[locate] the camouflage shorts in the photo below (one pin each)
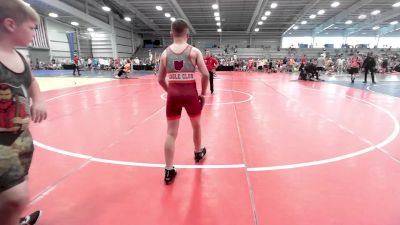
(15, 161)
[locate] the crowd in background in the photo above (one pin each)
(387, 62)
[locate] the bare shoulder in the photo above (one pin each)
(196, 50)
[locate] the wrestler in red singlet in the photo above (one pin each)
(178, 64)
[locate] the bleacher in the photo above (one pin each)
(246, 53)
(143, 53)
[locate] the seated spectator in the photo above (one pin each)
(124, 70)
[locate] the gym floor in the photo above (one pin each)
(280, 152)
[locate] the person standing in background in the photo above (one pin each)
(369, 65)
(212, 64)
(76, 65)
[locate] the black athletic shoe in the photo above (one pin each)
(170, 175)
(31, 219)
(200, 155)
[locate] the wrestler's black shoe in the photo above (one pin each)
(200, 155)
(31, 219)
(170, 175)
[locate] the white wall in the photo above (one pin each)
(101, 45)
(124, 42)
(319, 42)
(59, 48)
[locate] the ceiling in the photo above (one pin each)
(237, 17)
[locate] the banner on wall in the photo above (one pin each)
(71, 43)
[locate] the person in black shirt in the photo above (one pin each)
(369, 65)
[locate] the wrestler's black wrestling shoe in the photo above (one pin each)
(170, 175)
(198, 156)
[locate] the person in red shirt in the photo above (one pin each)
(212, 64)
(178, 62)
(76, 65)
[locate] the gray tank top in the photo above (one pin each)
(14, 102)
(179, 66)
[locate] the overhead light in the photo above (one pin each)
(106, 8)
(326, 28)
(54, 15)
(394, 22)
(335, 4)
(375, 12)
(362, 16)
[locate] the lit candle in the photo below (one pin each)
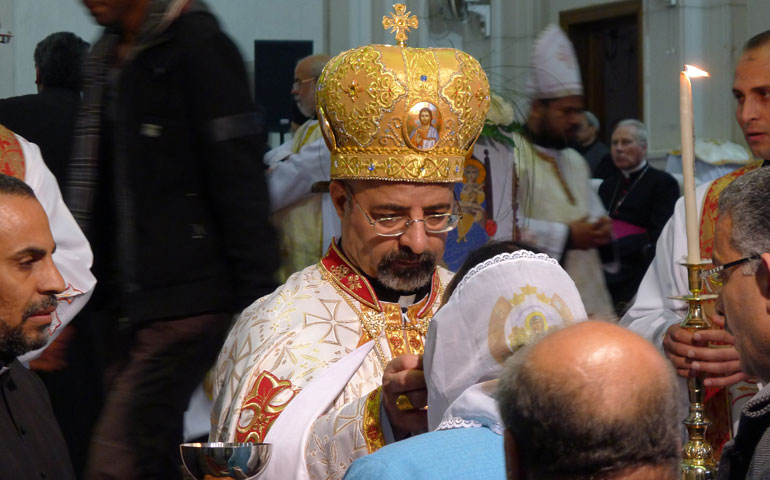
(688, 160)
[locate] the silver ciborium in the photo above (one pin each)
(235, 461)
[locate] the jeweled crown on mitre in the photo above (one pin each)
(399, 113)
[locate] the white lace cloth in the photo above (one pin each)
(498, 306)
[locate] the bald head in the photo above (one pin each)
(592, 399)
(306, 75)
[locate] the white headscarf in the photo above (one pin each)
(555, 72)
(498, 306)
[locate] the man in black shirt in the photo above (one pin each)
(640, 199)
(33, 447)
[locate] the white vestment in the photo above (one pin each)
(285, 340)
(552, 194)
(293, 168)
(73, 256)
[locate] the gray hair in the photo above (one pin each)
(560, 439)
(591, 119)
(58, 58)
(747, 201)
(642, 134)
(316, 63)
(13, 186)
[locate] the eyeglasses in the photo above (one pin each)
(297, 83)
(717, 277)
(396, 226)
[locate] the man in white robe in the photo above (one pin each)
=======
◆ **PROMPT**: Turn the lines above into a Markdown table with the columns Row and Line, numbering each row and skipping blank lines. Leave the pictures out of the answer.

◆ **SOLUTION TO THIS PROBLEM**:
| Row | Line |
|---|---|
| 1 | [locate] the camouflage shorts in the photo below (one pin each) |
| 2 | (15, 161) |
| 3 | [locate] the crowd in background in the photo above (one pin each) |
| 4 | (387, 62) |
| 5 | [locate] the bare shoulder in the photo above (one pin each) |
| 6 | (196, 50) |
| 7 | [locate] the wrestler in red singlet in the photo above (one pin each) |
| 8 | (178, 64) |
| 9 | [locate] the bleacher in the photo above (one pin each) |
| 10 | (246, 53) |
| 11 | (143, 53) |
| 12 | [locate] the seated spectator in the photo above (one pin each) |
| 13 | (124, 70) |
| 14 | [locate] the gym floor in the photo above (one pin each) |
| 15 | (280, 152) |
| 16 | [locate] the person standing in background in the photo above (one pin each) |
| 17 | (369, 65) |
| 18 | (212, 64) |
| 19 | (76, 65) |
| 20 | [locate] the black athletic shoe in the photo above (one pin each) |
| 21 | (170, 175) |
| 22 | (31, 219) |
| 23 | (200, 155) |
| 24 | [locate] the wrestler's black shoe in the photo above (one pin each) |
| 25 | (200, 155) |
| 26 | (31, 219) |
| 27 | (170, 175) |
| 28 | [locate] the white wall in the photo above (one pin each) |
| 29 | (101, 45) |
| 30 | (124, 42) |
| 31 | (319, 42) |
| 32 | (59, 48) |
| 33 | [locate] the ceiling in the photo above (one pin each) |
| 34 | (237, 17) |
| 35 | [locate] the banner on wall in the photo above (one pin each) |
| 36 | (71, 43) |
| 37 | [locate] the person in black shirt in the photo above (one pin each) |
| 38 | (369, 65) |
| 39 | [locate] the wrestler's black wrestling shoe in the photo above (one pin each) |
| 40 | (170, 175) |
| 41 | (198, 156) |
| 42 | [locate] the person in red shirt in the photo above (one pin each) |
| 43 | (212, 64) |
| 44 | (178, 62) |
| 45 | (76, 65) |
| 46 | [locate] the gray tank top in the photo above (one pin each) |
| 47 | (14, 102) |
| 48 | (179, 66) |
| 49 | [locate] the overhead light in the photo above (one pin each) |
| 50 | (106, 8) |
| 51 | (326, 28) |
| 52 | (54, 15) |
| 53 | (394, 22) |
| 54 | (335, 4) |
| 55 | (375, 12) |
| 56 | (362, 16) |
| 57 | [locate] the lit candle in the photo below (one pin each) |
| 58 | (688, 160) |
| 59 | [locate] the silver ciborium in the photo above (one pin each) |
| 60 | (235, 461) |
| 61 | [locate] the jeweled crown on mitre in the photo above (one pin each) |
| 62 | (399, 113) |
| 63 | [locate] the white lace cloth in the photo above (one pin each) |
| 64 | (498, 306) |
| 65 | [locate] the bald head in the photo above (one pin each) |
| 66 | (592, 399) |
| 67 | (306, 75) |
| 68 | [locate] the white headscarf in the photo above (one pin each) |
| 69 | (555, 72) |
| 70 | (498, 306) |
| 71 | [locate] the man in black shirt in the photo above (one pin each) |
| 72 | (640, 199) |
| 73 | (33, 447) |
| 74 | [locate] the white vestment in the photo above (one pin each) |
| 75 | (285, 340) |
| 76 | (552, 194) |
| 77 | (293, 168) |
| 78 | (73, 256) |
| 79 | [locate] the gray hair in the photo above (one pin each) |
| 80 | (560, 439) |
| 81 | (591, 119) |
| 82 | (58, 58) |
| 83 | (747, 201) |
| 84 | (642, 134) |
| 85 | (316, 63) |
| 86 | (13, 186) |
| 87 | [locate] the eyeglasses in the photo above (one pin each) |
| 88 | (297, 83) |
| 89 | (717, 277) |
| 90 | (396, 226) |
| 91 | [locate] the man in white robe in the photo above (one pin each) |